Material:
★ ★ ★ ★ ★ ★ ★
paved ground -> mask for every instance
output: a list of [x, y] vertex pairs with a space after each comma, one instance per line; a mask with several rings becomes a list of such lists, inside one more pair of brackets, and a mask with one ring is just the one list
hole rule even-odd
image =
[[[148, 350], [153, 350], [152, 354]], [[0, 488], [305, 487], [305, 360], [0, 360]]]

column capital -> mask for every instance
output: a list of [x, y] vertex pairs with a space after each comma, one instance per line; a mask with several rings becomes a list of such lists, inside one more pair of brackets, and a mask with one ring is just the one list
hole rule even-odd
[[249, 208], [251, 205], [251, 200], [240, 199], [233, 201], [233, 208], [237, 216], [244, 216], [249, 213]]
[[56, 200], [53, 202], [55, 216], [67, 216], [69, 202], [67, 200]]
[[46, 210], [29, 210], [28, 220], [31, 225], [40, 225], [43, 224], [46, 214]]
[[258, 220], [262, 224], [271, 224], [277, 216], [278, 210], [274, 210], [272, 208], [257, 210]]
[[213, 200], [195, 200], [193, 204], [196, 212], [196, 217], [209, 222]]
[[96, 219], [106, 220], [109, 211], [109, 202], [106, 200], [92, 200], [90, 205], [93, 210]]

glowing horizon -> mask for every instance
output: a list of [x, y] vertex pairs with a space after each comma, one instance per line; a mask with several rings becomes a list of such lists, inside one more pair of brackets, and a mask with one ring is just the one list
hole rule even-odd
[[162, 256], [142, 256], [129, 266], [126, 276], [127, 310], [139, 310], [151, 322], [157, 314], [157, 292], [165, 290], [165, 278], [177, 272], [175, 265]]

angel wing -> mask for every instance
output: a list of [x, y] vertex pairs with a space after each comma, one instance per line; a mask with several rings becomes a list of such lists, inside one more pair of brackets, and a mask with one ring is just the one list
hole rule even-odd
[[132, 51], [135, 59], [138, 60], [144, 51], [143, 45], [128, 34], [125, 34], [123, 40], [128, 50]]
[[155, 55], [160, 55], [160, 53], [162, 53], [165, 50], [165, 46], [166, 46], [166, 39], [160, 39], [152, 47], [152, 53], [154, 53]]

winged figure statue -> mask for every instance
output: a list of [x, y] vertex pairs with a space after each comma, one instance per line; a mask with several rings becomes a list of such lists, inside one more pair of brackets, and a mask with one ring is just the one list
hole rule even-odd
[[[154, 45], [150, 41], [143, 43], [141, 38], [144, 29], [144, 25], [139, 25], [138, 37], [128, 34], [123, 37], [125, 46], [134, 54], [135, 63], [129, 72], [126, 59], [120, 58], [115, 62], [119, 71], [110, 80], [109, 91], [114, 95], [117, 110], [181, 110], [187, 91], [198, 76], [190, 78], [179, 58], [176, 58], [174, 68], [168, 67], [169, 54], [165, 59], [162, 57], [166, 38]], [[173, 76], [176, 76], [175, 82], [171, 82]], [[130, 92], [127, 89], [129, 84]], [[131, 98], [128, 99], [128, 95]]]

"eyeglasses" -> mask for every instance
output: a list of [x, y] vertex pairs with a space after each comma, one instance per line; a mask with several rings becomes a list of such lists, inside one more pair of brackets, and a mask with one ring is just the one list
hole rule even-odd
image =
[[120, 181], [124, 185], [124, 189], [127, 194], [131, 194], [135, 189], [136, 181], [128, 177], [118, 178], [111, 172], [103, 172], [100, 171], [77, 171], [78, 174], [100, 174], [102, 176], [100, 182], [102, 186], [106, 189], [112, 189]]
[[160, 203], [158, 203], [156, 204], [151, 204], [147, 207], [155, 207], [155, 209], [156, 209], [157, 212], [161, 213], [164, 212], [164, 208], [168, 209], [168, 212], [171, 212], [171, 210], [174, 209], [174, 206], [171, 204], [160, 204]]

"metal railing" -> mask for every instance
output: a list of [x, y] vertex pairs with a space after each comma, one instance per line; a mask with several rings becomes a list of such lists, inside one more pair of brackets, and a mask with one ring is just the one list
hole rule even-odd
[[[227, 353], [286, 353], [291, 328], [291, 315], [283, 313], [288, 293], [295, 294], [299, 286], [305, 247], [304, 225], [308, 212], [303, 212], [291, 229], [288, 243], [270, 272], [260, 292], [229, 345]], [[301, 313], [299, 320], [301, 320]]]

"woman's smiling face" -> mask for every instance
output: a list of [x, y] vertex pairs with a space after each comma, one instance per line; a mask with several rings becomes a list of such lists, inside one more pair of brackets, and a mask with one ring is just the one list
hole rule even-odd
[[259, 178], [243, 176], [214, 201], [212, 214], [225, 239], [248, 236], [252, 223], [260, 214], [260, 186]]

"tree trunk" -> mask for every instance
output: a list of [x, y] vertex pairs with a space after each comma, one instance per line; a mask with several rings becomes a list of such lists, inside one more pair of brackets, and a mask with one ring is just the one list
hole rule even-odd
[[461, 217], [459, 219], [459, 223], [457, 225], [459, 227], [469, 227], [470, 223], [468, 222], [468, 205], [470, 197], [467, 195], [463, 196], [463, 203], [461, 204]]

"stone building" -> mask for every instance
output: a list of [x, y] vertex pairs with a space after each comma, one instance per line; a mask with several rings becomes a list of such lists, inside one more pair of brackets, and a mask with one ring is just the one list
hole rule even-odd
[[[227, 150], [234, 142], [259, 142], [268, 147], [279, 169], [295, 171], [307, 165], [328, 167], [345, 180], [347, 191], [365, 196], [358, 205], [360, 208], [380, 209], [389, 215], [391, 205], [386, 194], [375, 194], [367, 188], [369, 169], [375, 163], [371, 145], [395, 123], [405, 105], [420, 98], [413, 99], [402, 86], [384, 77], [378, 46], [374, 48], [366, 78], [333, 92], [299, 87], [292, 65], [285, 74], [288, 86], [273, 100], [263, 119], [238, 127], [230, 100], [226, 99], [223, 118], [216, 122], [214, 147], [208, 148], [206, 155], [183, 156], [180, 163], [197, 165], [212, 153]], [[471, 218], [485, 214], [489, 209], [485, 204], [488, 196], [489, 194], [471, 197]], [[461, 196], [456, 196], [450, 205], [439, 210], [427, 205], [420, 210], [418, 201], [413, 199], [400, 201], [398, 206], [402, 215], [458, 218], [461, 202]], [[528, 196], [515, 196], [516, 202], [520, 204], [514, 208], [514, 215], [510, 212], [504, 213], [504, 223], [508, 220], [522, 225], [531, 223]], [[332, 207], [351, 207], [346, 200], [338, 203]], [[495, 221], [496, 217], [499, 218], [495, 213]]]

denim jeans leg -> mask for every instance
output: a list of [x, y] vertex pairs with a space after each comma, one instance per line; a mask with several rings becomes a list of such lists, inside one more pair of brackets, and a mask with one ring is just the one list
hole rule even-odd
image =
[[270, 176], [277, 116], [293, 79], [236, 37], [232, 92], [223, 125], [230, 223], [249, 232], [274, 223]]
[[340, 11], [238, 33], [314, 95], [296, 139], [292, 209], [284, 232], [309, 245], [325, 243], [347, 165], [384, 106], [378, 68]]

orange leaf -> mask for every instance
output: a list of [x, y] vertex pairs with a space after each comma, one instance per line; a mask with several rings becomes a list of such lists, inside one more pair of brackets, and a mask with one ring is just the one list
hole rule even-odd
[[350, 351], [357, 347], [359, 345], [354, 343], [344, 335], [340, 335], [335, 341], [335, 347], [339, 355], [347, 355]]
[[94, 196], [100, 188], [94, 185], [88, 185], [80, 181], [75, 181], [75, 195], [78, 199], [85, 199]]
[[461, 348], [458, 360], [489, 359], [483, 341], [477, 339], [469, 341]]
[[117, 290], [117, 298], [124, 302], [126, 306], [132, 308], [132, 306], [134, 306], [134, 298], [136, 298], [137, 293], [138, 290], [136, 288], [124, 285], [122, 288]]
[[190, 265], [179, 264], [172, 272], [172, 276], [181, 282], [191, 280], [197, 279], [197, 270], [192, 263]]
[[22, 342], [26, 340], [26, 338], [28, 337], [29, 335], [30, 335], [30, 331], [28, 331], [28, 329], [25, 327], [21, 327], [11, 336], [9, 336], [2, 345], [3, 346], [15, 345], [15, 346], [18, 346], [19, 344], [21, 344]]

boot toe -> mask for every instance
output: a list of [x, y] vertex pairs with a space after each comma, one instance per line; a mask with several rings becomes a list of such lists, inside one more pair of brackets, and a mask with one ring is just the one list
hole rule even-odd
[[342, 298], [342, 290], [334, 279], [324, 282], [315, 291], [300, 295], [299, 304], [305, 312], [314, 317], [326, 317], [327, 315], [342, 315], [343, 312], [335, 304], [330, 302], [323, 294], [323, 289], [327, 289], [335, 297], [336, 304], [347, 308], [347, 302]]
★ ★ ★ ★ ★ ★ ★
Directive:
Copy the lines from the one containing "angel wing -> mask for every instance" to the one containing "53], [154, 53]]", replacing "vertex" with "corner" and changing nothing else.

Full solution:
angel wing -> mask for every instance
output: a list of [x, y] corner pairs with a space after each comma, one instance per line; a mask with several rings becomes a list of such lists, inside one more pair of brackets, and a mask with one ring is just the one list
hole rule even-odd
[[132, 51], [135, 59], [138, 60], [144, 51], [143, 45], [128, 34], [125, 34], [123, 40], [128, 50]]
[[155, 55], [160, 55], [160, 53], [162, 53], [165, 50], [165, 46], [166, 46], [166, 39], [160, 39], [152, 47], [152, 53], [154, 53]]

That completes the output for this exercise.